- _SOURCE TEXT_

The game was close throughout, with the Sky leading by six points at the half. The Aces came out with a strong third quarter and went into the fourth with a one-point lead. The Sky were up by one with fifteen seconds to play. The Sky in-bounded to Courtney Vandersloot who had 300 assists and 96 turnovers during the regular season. Under pressure from two Aces defenders, she threw an errant pass that was intercepted by Dearica Hamby. Hamby dribbled past half-court and heaved a shot with just under seven seconds remaining. The shot fell and gave the Aces the 93–92 win. Both Liz Cambage and A'ja Wilson recorded double-doubles for the Aces. With the Aces' win, 2019 became the first playoff year to have all four home teams win since the WNBA switched to the current playoff format in 2016.

== Semifinals ==
=== Mystics vs. Aces ===

The Aces won their second-round game to earn a spot in the Semifinals versus the Mystics. The Mystics have home court advantage thanks to their WNBA best 26–8 regular season record. The Mystics won the regular season series 2–1, with the road team winning each game. The Mystics finished the season strong, winning their last six games, and 12 of their last 14 games. The Mystics come into the series having won ten straight home games.

- Game 1

The first quarter was a close affair, with the Aces shooting 73.3% but still trailing. They carried that momentum into a seven-point halftime lead. However, the Mystics came back in the third quarter, winning the quarter by ten points and carrying a three-point lead into the final period. The Mystics managed to hold off an Aces comeback and win by two points. The Mystics led by as many as thirteen in the fourth quarter, and the Aces never managed to pull ahead, always trailing by at least two points. Emma Meesseman scored a career playoff high twenty seven points. A'ja Wilson scored twenty three points to lead the Aces.

- Game 2

Game two proved to be a tight affair in the first half, with the Mystics taking a one-point lead into halftime. The Aces briefly lead in the third quarter, but the Mystics won the quarter by ten points, and the game by twelve. The Mystics have now won four of the last five games between the two teams, including the regular season. Emma Meesseman lead the Mystics in scoring for the second straight game. Meesseman did not play with the team last year, and has proved to be a difference maker in the first two games of the series. Four players scored doubles-doubles in the game. Elena Delle Donne and Liz Cambage achieved a double-double with points and rebounds, while Natasha Cloud and Kelsey Plum reached theirs via points and assists.

- _MATERIAL PROVIDED_
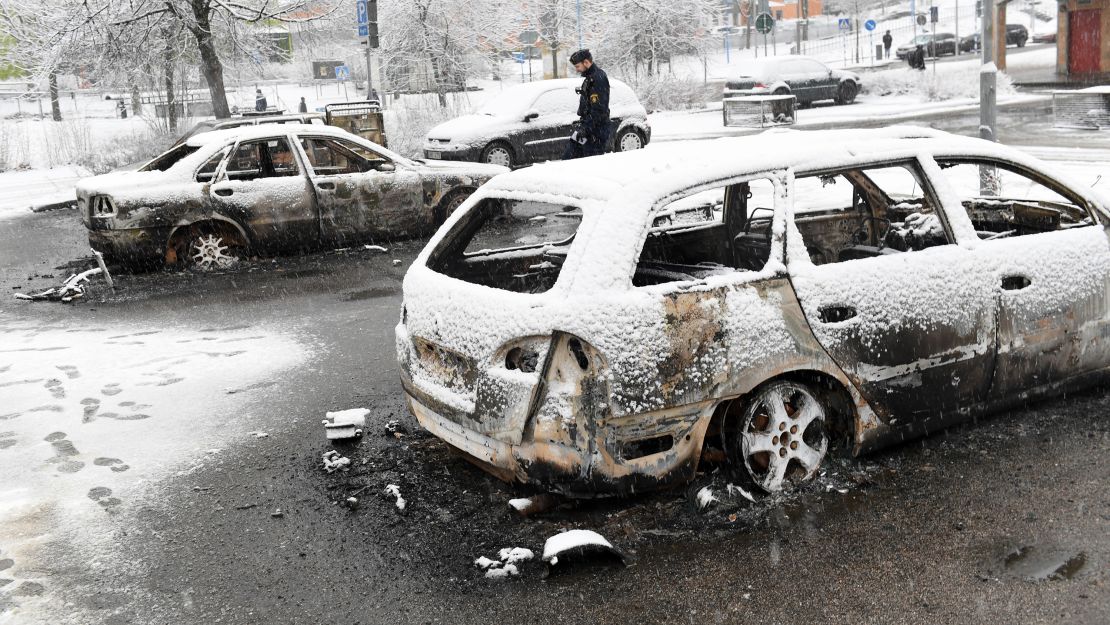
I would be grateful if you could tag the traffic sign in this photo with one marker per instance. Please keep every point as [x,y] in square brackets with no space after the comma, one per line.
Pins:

- _WHAT YOU WILL DO_
In the basketball playoffs text, what was the Mystics' regular season record? You won't need the data for this.

- _SOLUTION FOR THIS PROBLEM_
26–8